%%

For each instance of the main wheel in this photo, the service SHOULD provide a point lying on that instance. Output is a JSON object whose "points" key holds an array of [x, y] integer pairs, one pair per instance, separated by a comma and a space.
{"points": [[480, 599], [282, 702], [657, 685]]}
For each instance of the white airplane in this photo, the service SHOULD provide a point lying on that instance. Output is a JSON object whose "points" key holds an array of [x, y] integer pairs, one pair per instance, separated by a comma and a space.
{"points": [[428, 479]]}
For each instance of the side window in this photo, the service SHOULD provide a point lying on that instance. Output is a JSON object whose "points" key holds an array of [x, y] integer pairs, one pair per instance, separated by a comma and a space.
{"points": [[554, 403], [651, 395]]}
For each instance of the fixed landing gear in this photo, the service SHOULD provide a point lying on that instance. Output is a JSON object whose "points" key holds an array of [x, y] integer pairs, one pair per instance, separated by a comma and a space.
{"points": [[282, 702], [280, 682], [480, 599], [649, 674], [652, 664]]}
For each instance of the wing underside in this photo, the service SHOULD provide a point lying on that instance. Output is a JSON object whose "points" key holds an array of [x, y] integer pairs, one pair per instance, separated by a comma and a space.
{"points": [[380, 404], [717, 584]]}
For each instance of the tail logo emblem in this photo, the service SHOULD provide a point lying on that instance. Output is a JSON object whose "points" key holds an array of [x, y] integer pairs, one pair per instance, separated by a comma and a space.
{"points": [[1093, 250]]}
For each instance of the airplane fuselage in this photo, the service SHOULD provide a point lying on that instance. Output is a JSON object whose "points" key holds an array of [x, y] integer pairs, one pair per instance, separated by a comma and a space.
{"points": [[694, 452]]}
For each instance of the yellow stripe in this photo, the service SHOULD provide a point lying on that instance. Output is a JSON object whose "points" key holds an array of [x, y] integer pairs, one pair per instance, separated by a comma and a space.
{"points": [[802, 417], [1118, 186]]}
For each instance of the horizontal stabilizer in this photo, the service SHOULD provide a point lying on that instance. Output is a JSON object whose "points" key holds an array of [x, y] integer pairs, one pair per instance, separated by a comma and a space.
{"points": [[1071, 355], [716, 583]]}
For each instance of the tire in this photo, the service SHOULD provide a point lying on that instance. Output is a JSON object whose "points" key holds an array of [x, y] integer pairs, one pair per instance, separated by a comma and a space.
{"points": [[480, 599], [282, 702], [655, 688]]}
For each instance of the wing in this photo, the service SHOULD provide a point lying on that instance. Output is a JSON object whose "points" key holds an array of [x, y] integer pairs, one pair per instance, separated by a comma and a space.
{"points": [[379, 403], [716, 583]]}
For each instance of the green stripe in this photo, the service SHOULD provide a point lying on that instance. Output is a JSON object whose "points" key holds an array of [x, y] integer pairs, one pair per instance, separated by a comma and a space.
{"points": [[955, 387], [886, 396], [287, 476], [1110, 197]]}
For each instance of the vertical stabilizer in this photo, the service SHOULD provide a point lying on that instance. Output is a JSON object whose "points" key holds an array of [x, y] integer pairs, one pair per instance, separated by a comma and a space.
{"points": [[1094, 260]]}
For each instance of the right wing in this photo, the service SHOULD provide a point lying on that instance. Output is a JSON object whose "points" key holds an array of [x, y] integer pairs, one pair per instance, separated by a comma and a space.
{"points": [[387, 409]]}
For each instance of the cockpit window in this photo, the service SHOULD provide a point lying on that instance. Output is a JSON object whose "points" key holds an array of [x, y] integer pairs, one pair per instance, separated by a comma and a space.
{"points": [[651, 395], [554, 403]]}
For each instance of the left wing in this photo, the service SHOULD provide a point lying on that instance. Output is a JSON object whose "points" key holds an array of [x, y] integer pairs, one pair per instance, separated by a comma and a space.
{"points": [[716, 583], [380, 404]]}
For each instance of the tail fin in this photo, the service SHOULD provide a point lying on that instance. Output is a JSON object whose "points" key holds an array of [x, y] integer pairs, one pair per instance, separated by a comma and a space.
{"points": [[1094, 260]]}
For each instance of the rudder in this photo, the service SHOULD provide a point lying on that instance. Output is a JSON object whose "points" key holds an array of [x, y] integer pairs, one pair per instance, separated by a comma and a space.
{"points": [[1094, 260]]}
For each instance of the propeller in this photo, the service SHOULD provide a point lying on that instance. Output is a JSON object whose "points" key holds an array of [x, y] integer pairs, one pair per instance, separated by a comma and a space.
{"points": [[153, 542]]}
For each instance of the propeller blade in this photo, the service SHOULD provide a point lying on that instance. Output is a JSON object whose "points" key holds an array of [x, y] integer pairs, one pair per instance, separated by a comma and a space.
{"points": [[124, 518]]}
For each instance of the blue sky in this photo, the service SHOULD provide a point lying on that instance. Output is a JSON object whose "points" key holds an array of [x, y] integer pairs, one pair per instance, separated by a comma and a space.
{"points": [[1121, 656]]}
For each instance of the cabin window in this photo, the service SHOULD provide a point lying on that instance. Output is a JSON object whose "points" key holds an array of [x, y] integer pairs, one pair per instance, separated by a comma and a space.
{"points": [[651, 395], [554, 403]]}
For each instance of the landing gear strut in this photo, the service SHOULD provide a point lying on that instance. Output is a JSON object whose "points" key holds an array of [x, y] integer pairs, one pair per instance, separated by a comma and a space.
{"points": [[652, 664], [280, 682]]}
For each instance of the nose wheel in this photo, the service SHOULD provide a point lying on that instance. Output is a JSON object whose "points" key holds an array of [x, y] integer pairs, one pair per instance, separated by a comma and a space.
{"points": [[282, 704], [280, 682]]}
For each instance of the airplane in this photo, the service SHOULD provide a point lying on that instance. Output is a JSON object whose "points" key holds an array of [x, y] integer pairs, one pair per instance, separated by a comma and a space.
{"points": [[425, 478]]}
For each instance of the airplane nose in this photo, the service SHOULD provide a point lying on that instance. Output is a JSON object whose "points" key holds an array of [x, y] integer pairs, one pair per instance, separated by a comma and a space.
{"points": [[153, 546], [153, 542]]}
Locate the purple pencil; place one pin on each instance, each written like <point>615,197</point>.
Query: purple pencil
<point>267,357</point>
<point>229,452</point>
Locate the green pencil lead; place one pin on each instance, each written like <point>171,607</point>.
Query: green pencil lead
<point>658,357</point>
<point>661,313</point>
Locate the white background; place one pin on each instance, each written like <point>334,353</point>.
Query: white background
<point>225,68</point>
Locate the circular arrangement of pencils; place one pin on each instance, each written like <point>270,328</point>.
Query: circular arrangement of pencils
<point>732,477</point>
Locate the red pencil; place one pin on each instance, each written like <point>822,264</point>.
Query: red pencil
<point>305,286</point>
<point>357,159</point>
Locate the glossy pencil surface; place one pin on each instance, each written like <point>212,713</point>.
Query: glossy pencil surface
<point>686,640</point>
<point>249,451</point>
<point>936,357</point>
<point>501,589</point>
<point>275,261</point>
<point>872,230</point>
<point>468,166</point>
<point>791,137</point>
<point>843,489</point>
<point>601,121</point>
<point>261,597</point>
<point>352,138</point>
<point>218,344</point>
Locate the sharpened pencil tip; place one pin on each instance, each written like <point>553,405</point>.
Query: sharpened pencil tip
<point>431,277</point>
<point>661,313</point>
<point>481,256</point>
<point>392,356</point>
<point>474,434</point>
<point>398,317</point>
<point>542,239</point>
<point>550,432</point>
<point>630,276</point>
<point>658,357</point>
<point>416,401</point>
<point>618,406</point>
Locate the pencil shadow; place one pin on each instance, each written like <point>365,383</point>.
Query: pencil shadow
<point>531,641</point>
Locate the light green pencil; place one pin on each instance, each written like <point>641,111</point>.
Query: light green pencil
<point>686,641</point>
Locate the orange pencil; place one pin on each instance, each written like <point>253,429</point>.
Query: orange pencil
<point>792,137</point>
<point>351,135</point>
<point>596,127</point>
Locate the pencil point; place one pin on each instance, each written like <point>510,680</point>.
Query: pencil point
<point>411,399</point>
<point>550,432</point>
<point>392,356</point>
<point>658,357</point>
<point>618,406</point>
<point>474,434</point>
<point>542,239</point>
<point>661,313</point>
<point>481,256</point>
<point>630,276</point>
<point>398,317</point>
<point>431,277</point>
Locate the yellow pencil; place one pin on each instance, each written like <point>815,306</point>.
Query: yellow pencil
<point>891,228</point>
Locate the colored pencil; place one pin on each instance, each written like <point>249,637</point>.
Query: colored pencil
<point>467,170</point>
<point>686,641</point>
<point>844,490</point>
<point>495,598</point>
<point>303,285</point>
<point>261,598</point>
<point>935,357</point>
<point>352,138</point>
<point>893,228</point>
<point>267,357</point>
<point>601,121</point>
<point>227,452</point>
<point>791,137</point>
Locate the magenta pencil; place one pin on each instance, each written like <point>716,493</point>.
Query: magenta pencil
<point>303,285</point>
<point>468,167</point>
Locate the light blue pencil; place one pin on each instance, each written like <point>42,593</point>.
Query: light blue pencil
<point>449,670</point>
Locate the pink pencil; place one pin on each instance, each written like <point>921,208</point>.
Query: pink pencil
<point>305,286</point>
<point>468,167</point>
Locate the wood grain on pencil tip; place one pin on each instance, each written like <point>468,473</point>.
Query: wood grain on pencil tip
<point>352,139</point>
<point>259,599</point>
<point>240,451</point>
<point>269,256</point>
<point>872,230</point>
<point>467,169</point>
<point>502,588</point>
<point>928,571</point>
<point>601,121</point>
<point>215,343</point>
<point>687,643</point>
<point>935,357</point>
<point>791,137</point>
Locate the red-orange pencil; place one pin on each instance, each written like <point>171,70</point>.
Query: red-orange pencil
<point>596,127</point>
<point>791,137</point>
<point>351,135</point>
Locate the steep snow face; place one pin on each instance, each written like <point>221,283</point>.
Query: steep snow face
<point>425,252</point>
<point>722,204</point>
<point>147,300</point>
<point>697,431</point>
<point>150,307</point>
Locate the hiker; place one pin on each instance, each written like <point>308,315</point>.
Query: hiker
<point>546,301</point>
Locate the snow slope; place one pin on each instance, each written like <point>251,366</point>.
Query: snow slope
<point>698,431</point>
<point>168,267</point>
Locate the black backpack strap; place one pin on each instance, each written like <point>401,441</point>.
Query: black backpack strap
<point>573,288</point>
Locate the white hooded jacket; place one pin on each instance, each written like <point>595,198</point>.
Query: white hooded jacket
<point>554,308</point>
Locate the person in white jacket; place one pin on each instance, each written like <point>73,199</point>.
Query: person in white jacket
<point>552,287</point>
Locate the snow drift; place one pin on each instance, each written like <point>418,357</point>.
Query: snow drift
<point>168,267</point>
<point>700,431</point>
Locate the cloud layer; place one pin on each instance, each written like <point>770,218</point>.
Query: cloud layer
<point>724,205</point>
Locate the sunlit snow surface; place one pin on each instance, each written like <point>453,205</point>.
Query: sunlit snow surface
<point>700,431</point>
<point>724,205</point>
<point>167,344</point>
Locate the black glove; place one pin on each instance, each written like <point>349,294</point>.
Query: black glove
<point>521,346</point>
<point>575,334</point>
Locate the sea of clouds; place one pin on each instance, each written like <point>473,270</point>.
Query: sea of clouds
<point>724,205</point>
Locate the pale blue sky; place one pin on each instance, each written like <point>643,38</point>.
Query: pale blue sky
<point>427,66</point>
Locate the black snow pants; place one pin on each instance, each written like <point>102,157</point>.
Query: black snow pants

%%

EXERCISE BRIEF
Count every line above that holds the word "pants", and state the number and nothing more.

YOUR RESPONSE
2